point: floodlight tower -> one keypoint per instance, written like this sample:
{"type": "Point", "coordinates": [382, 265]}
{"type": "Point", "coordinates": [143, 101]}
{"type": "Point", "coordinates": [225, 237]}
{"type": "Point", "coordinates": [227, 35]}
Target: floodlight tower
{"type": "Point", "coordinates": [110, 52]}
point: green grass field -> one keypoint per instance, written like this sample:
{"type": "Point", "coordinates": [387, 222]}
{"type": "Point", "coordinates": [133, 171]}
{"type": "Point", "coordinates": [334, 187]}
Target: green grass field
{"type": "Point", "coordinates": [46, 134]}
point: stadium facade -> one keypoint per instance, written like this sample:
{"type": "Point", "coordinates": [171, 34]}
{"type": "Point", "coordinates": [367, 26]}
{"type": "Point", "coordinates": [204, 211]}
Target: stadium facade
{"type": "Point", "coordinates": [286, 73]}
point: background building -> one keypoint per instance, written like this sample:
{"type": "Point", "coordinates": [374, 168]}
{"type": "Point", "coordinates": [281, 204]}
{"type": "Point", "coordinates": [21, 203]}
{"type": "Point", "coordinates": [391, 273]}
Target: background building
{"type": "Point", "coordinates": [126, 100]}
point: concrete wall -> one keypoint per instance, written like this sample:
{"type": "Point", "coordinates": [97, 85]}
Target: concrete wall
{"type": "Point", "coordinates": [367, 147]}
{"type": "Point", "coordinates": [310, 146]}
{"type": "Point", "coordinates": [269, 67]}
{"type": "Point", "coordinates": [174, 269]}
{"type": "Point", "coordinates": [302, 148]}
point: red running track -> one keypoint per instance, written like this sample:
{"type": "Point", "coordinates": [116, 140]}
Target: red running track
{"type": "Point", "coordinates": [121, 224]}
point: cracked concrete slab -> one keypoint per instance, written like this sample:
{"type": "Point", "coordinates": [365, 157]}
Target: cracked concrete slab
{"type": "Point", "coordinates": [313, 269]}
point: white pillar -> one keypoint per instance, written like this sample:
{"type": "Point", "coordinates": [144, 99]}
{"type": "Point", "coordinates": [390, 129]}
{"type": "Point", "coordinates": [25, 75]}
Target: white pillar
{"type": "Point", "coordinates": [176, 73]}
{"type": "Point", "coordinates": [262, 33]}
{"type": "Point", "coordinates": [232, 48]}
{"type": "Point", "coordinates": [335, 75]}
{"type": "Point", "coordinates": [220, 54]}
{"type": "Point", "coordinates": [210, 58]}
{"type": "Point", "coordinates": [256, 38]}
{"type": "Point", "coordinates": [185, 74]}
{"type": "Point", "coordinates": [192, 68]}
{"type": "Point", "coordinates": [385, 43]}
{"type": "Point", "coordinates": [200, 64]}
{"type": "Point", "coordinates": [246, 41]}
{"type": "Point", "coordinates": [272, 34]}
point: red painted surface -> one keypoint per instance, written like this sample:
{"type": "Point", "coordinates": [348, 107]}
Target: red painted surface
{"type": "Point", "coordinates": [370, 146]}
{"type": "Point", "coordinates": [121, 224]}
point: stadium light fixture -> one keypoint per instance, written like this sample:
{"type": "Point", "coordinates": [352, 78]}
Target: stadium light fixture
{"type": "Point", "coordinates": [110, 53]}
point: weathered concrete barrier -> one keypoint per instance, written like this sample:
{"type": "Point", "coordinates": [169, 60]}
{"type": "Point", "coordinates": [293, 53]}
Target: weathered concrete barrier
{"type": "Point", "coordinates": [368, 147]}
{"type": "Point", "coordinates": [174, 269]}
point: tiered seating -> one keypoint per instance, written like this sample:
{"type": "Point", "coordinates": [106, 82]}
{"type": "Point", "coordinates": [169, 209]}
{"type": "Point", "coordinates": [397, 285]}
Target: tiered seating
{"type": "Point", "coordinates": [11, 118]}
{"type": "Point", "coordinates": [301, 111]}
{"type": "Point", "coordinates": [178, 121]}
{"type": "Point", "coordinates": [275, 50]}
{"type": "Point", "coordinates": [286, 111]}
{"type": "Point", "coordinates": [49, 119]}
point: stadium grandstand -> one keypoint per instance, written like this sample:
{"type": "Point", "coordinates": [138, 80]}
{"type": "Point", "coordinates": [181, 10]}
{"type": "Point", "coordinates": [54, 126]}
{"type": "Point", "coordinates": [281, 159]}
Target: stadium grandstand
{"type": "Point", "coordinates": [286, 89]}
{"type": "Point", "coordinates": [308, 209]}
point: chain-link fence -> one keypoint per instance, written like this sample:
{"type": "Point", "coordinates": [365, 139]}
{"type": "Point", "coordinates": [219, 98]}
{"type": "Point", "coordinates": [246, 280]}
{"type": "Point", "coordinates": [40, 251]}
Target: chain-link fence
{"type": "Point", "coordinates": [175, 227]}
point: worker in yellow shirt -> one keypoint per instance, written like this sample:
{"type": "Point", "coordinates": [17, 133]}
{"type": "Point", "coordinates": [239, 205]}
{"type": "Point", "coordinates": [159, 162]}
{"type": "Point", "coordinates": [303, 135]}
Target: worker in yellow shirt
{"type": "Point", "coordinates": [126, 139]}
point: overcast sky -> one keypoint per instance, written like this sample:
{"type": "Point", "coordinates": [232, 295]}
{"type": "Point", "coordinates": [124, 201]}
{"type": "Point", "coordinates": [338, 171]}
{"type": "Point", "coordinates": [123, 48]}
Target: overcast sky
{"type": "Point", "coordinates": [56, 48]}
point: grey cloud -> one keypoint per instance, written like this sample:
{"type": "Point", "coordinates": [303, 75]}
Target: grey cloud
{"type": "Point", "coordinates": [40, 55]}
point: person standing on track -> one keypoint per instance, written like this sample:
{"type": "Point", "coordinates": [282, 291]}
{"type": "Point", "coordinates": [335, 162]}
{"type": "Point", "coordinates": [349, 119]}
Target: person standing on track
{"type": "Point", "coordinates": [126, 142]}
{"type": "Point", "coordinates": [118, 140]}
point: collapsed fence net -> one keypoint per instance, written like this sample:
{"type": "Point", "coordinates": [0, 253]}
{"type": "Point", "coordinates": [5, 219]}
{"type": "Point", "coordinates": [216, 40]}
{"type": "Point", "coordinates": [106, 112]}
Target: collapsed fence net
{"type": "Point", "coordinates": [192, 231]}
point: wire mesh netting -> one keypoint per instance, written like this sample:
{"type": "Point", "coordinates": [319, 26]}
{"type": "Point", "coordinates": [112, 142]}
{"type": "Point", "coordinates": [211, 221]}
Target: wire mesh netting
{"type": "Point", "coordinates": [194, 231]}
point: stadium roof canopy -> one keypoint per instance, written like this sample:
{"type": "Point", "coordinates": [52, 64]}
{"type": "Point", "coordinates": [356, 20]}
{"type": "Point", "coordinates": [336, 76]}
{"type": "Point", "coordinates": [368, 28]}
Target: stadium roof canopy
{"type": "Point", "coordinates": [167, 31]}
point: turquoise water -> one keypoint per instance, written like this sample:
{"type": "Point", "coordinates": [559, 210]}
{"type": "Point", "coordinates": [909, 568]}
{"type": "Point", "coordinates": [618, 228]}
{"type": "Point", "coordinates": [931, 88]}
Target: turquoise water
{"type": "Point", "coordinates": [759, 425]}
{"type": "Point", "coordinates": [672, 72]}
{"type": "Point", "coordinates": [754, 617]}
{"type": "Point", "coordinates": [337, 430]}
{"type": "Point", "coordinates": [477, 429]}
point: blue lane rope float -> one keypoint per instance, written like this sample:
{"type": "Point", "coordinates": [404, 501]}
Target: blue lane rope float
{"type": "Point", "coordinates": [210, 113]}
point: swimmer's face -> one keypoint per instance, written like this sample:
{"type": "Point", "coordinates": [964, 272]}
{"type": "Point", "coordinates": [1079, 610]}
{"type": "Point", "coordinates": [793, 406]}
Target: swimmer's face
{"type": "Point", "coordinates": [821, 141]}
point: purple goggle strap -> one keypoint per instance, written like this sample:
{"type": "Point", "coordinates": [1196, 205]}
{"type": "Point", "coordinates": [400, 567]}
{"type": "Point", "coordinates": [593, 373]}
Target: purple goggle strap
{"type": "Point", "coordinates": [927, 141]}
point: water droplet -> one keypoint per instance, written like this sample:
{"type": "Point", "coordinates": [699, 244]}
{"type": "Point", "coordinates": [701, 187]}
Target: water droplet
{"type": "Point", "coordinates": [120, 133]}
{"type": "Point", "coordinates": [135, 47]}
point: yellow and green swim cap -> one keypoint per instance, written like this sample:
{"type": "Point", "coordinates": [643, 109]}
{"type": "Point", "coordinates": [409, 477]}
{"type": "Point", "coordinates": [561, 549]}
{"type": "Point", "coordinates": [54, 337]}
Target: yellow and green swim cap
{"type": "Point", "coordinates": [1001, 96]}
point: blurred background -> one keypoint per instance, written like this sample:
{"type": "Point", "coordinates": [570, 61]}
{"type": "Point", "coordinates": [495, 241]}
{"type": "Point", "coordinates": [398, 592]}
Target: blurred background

→ **EXERCISE OBJECTIVE**
Copy each line of the listing that includes "blurred".

→ **FINAL ANSWER**
point: blurred background -> one keypoint per instance, written like this sample:
Target: blurred background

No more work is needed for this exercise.